- [What this exercise asks]
A - Reproduce word for word the stretch from "I read it quite" through "his ideas ...." in the thread about saying "friends with" versus "friend to."
B - Pick up the thread about saying "friends with" versus "friend to" after its last post and keep it going.

-- begin Selected excerpt --

# EN: I'm friends with X / I'm a good friend to X



## Hatchet

Un peu dans le même ordre d'idée singulier / pluriel, on a aussi:

I'm friends to her, ou
I'm friend to her

les deux se disent


----------



## HistofEng

Je n'ai jamais entendu de "_friends to X_"... c'est toujours "_friends with X_"

En plus, est-ce que tu es sûr(e) que la derniere phrase se dit? J'utilise toujours "_I'm friends with her_".


----------



## jann

I'm sorry, but neither of those sentences sound natural, Hatchet. 

Ces trois options indiquent simplement que vous êtes ami(e)s.
_I'm friends with her. 
She is my friend.
We are friends.

_En revanche, la phrase suivante exprime une idée bien différente.  C'est pour dire que cette amie est une vraie amie, qui vous a rendu un ou plusieurs services importants lors des moments difficiles au fil des années.
_She has been a good friend to me.

_This structure - "to be a (good) friend to someone" - almost never appears without the word "good"...  and since it would not be very modest to tout how good a friend you have been for someone else, you will almost never use it in the first person!


----------



## Hatchet

You're right, I'm afraid I've just mixed up everything here 

 big thanks for correcting me

 yet ... ten years ago I would have agreed 100 % but now .... I'm a little confused about all this since I read such phrases quite often ... although I now obviously realize that these may actually be grammatically incorrect anyways ..

 are you really sure  that "I'm friend with her" or "he's friend with her ....." cannot be said though? (friend singular)
 I read it quite often ! 

 and I also read "he's friend to them" quite often, maybe having a slightly different meaning : to be pro someone, close to his ideas ....

 thanks a lot !

-- end Selected excerpt --
-- begin Raw records --

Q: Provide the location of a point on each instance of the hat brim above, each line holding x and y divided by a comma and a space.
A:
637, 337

-- end Raw records --
-- begin Raw records --

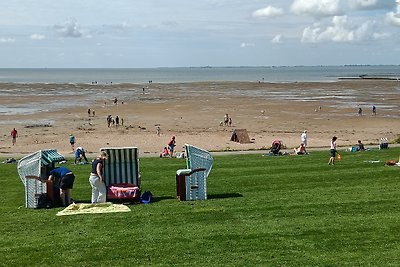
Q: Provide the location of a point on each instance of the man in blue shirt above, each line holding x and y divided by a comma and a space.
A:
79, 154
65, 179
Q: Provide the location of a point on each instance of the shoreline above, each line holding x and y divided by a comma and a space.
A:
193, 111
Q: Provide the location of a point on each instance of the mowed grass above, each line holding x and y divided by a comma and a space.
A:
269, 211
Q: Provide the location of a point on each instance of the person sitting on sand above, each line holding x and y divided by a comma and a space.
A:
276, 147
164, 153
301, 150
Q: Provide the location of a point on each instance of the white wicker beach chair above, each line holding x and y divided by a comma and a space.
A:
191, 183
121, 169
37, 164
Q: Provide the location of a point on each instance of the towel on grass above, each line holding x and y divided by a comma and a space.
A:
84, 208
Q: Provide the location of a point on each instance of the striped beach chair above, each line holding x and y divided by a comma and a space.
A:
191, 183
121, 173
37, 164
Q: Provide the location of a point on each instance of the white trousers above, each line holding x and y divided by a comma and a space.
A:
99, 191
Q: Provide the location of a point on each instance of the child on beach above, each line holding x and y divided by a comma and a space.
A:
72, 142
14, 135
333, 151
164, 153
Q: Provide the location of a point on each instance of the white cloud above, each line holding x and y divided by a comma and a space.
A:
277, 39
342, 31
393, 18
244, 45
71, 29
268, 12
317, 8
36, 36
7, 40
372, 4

-- end Raw records --
-- begin Raw records --

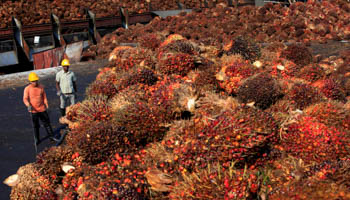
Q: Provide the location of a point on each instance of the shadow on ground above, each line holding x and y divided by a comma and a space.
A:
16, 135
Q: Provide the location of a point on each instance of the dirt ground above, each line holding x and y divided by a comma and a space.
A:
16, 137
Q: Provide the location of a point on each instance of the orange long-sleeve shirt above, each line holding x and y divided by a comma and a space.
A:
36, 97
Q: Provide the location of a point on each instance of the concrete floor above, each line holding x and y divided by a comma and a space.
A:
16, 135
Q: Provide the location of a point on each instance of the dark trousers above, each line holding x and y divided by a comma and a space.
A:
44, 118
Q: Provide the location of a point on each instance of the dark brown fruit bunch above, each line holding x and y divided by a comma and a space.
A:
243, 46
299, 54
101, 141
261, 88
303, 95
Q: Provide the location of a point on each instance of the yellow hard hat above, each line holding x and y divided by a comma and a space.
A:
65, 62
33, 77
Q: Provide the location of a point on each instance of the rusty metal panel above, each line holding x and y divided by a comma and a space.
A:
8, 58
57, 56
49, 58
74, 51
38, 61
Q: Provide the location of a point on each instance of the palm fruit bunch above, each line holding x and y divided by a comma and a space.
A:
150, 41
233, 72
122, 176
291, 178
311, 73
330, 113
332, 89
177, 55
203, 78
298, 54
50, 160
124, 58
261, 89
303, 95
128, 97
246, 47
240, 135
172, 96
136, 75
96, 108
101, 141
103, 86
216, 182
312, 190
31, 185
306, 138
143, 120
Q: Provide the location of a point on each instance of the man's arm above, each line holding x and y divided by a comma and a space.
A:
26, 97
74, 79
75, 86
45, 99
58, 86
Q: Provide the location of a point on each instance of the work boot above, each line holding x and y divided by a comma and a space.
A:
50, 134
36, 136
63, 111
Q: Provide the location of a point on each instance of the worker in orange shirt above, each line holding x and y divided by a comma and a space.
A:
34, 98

-- end Raw records --

- [Outputs]
A -
I read it quite often ! 

 and I also read "he's friend to them" quite often, maybe having a slightly different meaning : to be pro someone, close to his ideas ....

B -
----------



## pyan

Hatchet said:


> [...] are you really sure  that "I'm friend with her" or "he's friend with her ....." cannot be said though? (friend singular)
> I read it quite often !


"I'm friend with her" or "he's friend with her ..."  does not sound natural to me.  It must be "friend*s*".  

Other examples:  I am friends with him .  I am friend with him .  I am his friend .



Hatchet said:


> ...  and I also read "he's friend to them" quite often, maybe having a slightly different meaning : to be pro someone, close to his ideas ...


  This is easier to understand. "He's *a* friend to them",  "he's *a* friend to his ideas", etc.

(Very interesting question .)


----------



## Hatchet

then what should I think when I read this :



> If we now put all this together and add Rev. Wright,  Nation of Islam and all the other low life *that Obama is friend to* the picture is plain to see


h..p://goodtimepolitics.com/2008/04/11/small-town-americans-clings-to-guns-or-religion-or-antipathy-to-explain-their-frustrations/

and dozens of phrases alike can be read over the internet


----------



## catachresis_yo

This is an idiomatic expression that you wouldn't hear much in conversation. It doesn't mean he's literally their friends, it's more like he is sympathetic to them. It's also a bit of a cliché. =)


----------



## Stocky Jesus

That whole article is very badly written in my opinion.  It is rhetoric and the implication is that the Rev. Wright, Nation of Islam, 'other low life', and Barack Obama share ideals or that Barack Obama sypmathises with them.  If Obama thinks small-town Pennsylvanians “cling to” God, guns and hostility toward immigrants to cope with their bitterness over the economy, it's because he hates America or at least doesn't love it enough and he probably wants to let the Muslims take over.  If I were to describe a politician by saying, "He is a friend to big business," I am saying that he will look after the interests of 'big business' and perhaps implying that this may be at the expense of small businesses.  If one says, "He is a friend to terrorists," the implication would be that he is probably not doing enough to prevent terrorist attacks. 

You also often find "a friend to" used in obituaries when someone has died, e.g. "He was a friend to all and will be sorely missed." or "She was a friend to the poor."

As has already been said, one cannot say, "I'm/He's friend with her," or "I'm friend/s to her."


----------



## geostan

You may also say:

I am a friend of hers OR She is a friend of mine.


----------



## timboleicester

Hatchet said:


> are you really sure that "I'm friend with her" or "he's friend with her ....." cannot be said though? (friend singular)



I'm friend*ly* with her / he's friend*ly* with her. These certainly. They sound poetic the way you have them, almost shakespearean. Or indeed as has been mentioned "I am friend*s* with her"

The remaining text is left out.